[begin Text]

Friday, 23 September 2011

Another letting go...

June 2008: This caravan had come my way before we left the UK for France. Conveniently parked not far from Labartere, I thought it ideal to use as our shelter while we sorted out the house. The problem of actually getting it on site was solved by friends of ours. Already resident in France, they zoomed down from Angouleme to see us. Like angels they were to us at that time. Being caravanners they knew the ins and outs of caravans, so not only did they tow the caravan here, but also set it up for us. (The campervan is on the right, and is the one which was swapped for a horsetrailer last week). 

The tent on the left of the caravan is the one we slept in for our first few nights. The Courtyard is looking quite pristine as well. Everything looks quite, quite, tidy!

August 2008: I always thought the caravan was not in its right place, and soon it was moved:

Gosh! How pristine everything still looks. The grass is green, the newly erected gazebo is clean and tidy, and the tent is still all together in one piece. The gazebo served as the kitchen area, a sitting area, and at the far end Lester had his table and chair and that was where he worked on his computer all the day long. The tent housed our clothes. They were kept in boxes to keep them dry. The tent also housed our porta potti. We resisted using the loo in the caravan for some time. Not sure why this was. Those night time loo trips were a bit of a scary experience sometimes. Spiders and creepy crawlies. 

Late August 2008:

After a huge summer storm swept over our heads we realised that the gazebo was a kite-in-waiting as it sought desperately to take off and run with the wind during the wildest bit of the storm. It was only by us hanging on to it that it remained in situ. We also realised the lack of effort the roof made at keeping us dry, it being ever so willing to  let the rainwater through, just like a sieve does. 

So, we began to cover the gazebo with tarpaulins and also started tying it down with large rocks in an effort to convince it that it was not a sieve and not a kite. It was to become so laden down with tarps that it could hardly stand. Meanwhile the tent stands firm despite having its door ripped during the winds of the storm, but its preference was to stay on firm ground. It did not seem to want to fly with the winds at all. Meanwhile the ground of the Courtyard gets its first proper churning up as the Big Cat machine is driven on site. This is the start of the work.

[end Text]

▶ [What to do]
Revise the caravan post from "After a huge" to "a sieve does." so that "sieve" reads "colander" instead.

[begin Raw records]

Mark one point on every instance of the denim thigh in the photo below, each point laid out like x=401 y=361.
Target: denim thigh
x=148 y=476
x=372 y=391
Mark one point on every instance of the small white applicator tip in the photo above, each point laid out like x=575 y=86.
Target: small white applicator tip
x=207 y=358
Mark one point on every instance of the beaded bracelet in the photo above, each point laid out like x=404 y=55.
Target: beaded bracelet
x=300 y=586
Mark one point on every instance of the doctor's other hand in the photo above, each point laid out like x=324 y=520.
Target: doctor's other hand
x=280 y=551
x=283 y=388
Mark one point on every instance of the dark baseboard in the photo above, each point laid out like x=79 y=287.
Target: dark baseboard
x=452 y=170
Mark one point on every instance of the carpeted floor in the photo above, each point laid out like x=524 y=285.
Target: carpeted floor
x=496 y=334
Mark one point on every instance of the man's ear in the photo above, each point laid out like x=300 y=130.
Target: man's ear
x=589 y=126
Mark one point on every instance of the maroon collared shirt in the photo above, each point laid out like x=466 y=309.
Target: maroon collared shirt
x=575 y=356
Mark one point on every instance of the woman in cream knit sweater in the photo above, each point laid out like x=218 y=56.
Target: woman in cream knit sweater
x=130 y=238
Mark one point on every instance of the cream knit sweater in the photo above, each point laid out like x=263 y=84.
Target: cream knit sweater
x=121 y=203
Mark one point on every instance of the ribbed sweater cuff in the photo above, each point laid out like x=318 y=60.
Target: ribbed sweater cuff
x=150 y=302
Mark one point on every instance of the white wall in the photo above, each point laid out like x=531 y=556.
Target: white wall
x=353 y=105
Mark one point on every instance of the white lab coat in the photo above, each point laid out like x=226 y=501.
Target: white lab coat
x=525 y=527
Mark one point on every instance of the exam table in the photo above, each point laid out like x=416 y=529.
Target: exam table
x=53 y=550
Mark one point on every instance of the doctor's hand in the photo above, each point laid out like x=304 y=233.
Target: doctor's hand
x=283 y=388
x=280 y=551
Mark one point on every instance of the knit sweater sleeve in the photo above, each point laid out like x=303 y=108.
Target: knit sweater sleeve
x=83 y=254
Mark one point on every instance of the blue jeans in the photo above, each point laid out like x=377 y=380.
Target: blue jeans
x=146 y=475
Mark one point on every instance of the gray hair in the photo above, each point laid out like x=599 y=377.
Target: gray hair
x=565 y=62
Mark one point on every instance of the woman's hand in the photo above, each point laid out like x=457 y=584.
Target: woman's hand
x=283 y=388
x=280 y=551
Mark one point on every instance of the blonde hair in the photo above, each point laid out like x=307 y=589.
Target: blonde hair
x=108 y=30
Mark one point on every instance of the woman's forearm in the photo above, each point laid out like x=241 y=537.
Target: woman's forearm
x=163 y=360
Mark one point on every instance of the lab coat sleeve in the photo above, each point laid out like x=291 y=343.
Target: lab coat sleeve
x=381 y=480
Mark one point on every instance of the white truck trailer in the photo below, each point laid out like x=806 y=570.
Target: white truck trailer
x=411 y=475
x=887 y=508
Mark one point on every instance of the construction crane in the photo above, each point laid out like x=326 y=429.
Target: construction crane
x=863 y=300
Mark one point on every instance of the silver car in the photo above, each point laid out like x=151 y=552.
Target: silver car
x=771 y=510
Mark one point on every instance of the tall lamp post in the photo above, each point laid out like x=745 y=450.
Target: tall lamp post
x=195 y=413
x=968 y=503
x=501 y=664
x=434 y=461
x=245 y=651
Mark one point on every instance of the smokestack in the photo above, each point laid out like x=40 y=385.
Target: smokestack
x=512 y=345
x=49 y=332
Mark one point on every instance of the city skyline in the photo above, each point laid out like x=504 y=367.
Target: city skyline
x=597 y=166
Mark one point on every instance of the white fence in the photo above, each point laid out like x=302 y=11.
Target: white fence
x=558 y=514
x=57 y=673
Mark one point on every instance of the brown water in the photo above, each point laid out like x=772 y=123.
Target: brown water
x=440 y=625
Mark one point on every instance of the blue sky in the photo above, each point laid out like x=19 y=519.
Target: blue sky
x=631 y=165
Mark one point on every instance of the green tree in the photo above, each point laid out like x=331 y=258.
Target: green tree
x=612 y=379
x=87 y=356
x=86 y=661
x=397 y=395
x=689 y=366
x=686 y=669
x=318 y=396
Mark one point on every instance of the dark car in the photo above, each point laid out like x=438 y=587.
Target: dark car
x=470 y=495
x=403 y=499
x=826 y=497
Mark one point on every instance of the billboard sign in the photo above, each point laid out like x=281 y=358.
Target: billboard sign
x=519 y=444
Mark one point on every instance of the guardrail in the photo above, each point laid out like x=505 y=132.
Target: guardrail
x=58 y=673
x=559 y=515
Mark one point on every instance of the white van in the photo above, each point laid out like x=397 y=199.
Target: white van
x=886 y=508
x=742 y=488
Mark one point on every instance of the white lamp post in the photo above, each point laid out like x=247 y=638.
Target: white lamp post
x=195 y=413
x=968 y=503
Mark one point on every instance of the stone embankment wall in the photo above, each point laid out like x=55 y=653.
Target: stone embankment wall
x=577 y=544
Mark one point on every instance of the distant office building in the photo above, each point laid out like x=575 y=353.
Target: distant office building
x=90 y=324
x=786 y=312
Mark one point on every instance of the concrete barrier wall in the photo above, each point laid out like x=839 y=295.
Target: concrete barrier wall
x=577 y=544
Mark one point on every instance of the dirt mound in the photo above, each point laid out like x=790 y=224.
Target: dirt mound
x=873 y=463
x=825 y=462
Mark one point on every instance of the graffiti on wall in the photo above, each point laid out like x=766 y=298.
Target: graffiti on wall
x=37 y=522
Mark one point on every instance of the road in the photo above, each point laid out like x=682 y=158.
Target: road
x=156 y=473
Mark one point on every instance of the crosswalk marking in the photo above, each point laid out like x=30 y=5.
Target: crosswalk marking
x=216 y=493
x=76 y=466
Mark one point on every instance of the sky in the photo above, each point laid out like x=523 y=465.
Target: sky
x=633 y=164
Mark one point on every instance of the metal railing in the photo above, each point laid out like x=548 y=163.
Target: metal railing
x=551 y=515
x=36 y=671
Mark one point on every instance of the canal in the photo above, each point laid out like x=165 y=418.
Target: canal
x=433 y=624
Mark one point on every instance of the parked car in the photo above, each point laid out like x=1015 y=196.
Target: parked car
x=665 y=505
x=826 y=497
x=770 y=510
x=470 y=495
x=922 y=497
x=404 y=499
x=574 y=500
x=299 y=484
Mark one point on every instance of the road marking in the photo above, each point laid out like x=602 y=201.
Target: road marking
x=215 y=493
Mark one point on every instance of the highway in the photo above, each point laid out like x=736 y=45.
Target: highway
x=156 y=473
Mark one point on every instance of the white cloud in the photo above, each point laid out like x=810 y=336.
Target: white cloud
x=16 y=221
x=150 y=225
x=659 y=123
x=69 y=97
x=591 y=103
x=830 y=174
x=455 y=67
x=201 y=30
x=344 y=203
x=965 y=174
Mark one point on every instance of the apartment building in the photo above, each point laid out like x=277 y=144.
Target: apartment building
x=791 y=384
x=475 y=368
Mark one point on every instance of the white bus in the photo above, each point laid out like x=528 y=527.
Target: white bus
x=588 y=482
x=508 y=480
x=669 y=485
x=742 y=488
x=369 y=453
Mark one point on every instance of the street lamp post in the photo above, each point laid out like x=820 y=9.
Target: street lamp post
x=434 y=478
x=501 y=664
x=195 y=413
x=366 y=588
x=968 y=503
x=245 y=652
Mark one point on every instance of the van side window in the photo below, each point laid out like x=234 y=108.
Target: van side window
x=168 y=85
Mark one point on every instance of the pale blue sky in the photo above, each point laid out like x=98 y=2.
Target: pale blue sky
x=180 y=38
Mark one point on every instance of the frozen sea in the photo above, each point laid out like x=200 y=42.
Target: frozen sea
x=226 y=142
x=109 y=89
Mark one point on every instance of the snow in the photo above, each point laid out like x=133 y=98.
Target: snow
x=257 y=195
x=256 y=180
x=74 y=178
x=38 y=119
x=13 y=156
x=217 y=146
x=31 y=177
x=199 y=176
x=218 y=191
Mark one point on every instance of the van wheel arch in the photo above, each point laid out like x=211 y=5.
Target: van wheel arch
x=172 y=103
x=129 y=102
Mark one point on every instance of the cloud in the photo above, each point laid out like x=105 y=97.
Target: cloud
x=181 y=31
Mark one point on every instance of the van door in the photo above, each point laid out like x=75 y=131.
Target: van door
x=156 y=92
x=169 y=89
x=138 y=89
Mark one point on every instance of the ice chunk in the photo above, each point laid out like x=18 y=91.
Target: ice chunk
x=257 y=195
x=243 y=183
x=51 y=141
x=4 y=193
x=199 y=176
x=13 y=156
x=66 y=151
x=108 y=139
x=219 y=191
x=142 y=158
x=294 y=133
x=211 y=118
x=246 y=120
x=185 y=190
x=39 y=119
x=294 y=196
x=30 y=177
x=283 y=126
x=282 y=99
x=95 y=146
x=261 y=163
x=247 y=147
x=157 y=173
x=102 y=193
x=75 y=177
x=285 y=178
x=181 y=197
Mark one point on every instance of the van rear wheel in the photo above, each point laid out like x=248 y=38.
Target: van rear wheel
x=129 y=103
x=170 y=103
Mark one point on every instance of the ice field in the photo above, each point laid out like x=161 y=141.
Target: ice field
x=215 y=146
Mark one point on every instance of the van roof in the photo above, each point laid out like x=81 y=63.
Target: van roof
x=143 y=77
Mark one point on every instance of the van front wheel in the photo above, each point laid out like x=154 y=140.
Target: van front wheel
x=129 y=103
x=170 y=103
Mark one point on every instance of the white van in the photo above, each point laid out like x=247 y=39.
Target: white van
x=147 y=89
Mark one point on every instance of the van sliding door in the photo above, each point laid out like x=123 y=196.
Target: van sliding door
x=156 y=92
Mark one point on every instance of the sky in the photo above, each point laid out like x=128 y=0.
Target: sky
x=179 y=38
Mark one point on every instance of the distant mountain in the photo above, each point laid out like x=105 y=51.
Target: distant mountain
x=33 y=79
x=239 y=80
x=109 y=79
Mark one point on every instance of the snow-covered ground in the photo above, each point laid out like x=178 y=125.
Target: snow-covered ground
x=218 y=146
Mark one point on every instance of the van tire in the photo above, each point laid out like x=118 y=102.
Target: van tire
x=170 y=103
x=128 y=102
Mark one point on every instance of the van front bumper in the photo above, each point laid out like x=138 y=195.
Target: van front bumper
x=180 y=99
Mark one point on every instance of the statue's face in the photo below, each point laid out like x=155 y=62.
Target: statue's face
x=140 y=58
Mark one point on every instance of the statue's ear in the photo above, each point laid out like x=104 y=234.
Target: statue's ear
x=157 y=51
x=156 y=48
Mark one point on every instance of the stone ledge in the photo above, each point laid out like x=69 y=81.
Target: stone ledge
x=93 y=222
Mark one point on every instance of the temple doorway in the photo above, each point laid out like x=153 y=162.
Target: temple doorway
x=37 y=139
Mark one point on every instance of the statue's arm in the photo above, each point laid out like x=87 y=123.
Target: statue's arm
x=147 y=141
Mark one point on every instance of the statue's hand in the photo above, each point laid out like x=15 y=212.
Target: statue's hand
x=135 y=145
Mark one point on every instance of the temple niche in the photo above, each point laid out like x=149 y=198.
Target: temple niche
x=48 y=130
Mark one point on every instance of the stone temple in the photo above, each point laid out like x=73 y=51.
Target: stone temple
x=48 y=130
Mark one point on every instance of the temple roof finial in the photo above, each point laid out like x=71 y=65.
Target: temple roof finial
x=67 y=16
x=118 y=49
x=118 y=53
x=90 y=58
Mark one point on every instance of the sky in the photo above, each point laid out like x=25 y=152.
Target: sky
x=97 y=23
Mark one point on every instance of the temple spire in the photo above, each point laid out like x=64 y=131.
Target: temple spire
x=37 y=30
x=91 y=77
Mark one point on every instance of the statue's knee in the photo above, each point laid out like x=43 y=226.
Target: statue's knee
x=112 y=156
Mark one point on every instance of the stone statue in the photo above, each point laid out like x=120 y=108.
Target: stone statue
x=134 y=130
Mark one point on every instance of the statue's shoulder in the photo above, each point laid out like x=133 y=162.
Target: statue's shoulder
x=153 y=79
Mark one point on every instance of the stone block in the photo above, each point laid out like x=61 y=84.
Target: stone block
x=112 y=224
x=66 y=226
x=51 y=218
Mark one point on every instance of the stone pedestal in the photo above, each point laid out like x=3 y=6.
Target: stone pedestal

[end Raw records]

▶ [Full response]
After a huge summer storm swept over our heads we realised that the gazebo was a kite-in-waiting as it sought desperately to take off and run with the wind during the wildest bit of the storm. It was only by us hanging on to it that it remained in situ. We also realised the lack of effort the roof made at keeping us dry, it being ever so willing to  let the rainwater through, just like a colander does.